_Problem to work on_. Can you give all the records again without altering a single character?

(Dataset records about object locations)

========================

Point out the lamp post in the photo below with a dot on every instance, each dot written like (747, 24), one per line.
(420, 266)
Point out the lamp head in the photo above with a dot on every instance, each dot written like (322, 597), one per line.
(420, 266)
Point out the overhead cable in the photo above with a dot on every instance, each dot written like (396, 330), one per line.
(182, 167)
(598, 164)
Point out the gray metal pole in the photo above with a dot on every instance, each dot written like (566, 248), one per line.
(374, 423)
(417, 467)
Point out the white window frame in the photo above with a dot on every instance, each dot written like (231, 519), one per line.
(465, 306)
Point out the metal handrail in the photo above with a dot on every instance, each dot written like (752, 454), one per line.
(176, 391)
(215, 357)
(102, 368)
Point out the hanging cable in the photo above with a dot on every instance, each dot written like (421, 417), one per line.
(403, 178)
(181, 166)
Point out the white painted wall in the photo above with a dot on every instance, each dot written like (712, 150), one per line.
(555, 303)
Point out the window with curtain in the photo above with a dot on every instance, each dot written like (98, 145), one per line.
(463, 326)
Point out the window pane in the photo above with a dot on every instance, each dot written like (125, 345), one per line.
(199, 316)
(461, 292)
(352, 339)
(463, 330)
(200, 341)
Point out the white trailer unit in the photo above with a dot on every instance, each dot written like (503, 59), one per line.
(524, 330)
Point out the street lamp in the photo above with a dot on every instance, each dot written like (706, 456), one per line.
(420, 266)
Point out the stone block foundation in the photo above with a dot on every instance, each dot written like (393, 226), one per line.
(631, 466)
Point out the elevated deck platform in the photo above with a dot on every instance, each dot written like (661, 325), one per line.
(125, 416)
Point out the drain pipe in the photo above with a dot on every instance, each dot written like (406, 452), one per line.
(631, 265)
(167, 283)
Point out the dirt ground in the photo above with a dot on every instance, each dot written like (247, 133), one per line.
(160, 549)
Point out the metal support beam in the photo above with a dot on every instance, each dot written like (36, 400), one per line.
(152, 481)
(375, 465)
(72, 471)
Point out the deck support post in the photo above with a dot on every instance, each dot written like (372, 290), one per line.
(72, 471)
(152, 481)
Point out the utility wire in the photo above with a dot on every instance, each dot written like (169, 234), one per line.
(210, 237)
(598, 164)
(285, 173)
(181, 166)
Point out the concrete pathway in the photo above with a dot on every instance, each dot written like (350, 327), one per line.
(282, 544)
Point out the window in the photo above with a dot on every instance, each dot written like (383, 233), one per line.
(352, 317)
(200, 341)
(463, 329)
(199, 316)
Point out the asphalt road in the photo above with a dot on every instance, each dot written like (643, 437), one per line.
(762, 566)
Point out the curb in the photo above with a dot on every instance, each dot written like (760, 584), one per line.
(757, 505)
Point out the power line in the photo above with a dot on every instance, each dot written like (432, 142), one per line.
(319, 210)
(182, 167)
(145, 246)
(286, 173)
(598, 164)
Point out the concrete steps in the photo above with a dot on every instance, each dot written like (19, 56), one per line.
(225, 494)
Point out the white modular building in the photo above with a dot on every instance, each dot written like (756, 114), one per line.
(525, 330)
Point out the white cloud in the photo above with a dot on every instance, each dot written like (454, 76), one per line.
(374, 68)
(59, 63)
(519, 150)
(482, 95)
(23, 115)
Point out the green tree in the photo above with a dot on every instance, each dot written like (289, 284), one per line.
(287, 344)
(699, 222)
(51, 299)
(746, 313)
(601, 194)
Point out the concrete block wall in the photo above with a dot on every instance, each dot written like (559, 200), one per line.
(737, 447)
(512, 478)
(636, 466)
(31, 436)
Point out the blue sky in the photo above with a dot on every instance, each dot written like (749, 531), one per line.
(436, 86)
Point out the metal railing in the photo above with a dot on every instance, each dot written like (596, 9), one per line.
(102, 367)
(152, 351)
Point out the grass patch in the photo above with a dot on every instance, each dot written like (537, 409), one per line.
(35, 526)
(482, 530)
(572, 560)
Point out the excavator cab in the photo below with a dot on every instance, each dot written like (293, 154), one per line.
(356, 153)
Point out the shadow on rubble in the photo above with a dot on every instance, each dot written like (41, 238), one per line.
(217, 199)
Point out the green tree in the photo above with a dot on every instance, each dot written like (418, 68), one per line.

========================

_Exercise solution_.
Point out the lamp post in the photo below with a dot on every instance, each dot written like (747, 24), one per line.
(420, 266)
Point out the lamp head in the photo above with a dot on every instance, each dot written like (322, 597), one per line.
(420, 266)
Point out the overhead cable in the photo above with a dot on every instance, each dot written like (396, 330), one per line.
(182, 167)
(598, 164)
Point out the gray metal pole in the photo above with a dot on every instance, each dot written like (566, 248), one per line.
(374, 423)
(417, 467)
Point out the white window frame in the photo above with a dot on every instance, each dot written like (231, 519), one per line.
(465, 306)
Point out the metal handrail in the photo above with a dot on every instance, each dot written like (752, 454), one per line.
(176, 391)
(215, 357)
(102, 368)
Point out the hanging cable in the photo above with a dot on every instance, each dot written like (421, 417), one per line.
(403, 178)
(181, 166)
Point out the white painted wall in the photo above with a dot on every instance, each dot written like (712, 150), one per line.
(555, 303)
Point out the window with curtain in the photo above with a dot on every instance, each dot written like (98, 145), one per line.
(463, 326)
Point out the window pane in the photo above with a dot on every instance, each dot written like (125, 345), one per line.
(199, 316)
(461, 292)
(352, 339)
(463, 330)
(200, 341)
Point out the white trailer unit in the photo above with a dot on every instance, each dot written like (503, 59), one per line.
(524, 330)
Point out the street lamp in the photo above with a dot on every instance, each dot written like (706, 456), one per line.
(420, 266)
Point out the stone block foundation in the photo above with a dot on every instance, each dot written like (393, 226), one per line.
(631, 466)
Point out the elevated deck platform in the photo above with a dot on every instance, each dot written like (661, 325), one per line.
(125, 416)
Point out the drain pipe in the photo above with a dot on every instance, each dot written like (406, 452), one per line.
(631, 265)
(167, 283)
Point out the dirt ground in the photo above with a dot on every instance, each dot written like (247, 133), one per line.
(160, 549)
Point out the metal support beam in the photo above with a dot on every instance, each dot written like (36, 400), one per line.
(152, 481)
(375, 465)
(72, 471)
Point out the deck support post in the photo above with a dot on every instance, each dot written like (372, 290), one per line.
(72, 471)
(152, 481)
Point out the utility wire in the photo above with a dot on every instance, each dot written like (169, 234), one per line.
(210, 237)
(598, 164)
(285, 173)
(181, 166)
Point out the concrete pathway in the photo above with a dot on every instance, each dot written like (350, 327), one per line.
(282, 544)
Point out the window in the photo above with a dot on every instance, each dot written like (383, 233), one per line.
(352, 317)
(200, 341)
(463, 329)
(199, 316)
Point out the asphalt road in the photo above with a dot on every instance, each dot written like (643, 437), one per line.
(762, 566)
Point out the curb in the photo above with a dot on every instance, each dot written like (760, 584), one per line.
(757, 505)
Point out the power line in the photo above with a dot on every instance, each dot written like (432, 142), one per line.
(319, 210)
(182, 167)
(145, 246)
(286, 173)
(598, 164)
Point out the concrete steps in the photo above with a dot on every instance, each dot written like (19, 56), one per line.
(225, 494)
Point out the white modular building in the photo above with a dot on every instance, each dot written like (756, 114), one per line.
(525, 330)
Point out the white cloud in the photo above with a dot on every instance, each dot written like (454, 76), one per line.
(374, 68)
(59, 63)
(519, 150)
(482, 95)
(23, 115)
Point out the green tree in the photo above with a dot on every instance, each dot written like (289, 284), one per line.
(287, 344)
(699, 222)
(51, 299)
(746, 313)
(601, 194)
Point out the concrete block wall in the photo above with a dot on every instance, each dot written like (559, 200), one per line.
(737, 447)
(512, 478)
(636, 466)
(31, 436)
Point out the blue sky in the photo above with a dot on every instance, each dot written like (749, 531), one per line.
(436, 86)
Point out the metal railing in the photo above with a dot on every instance, each dot written like (596, 9), one per line.
(102, 367)
(152, 351)
Point out the grass patch in the photo above with a dot on every instance, each dot written like (537, 409), one per line.
(35, 526)
(482, 530)
(572, 560)
Point out the excavator cab in the photo below with a dot on every instance, each dot written like (293, 154), one per line.
(356, 153)
Point out the shadow on rubble in the photo above with a dot on every instance, each dot written like (41, 238), one per line.
(217, 199)
Point out the green tree in the photo above with a dot on every instance, each dot written like (418, 68), one per line.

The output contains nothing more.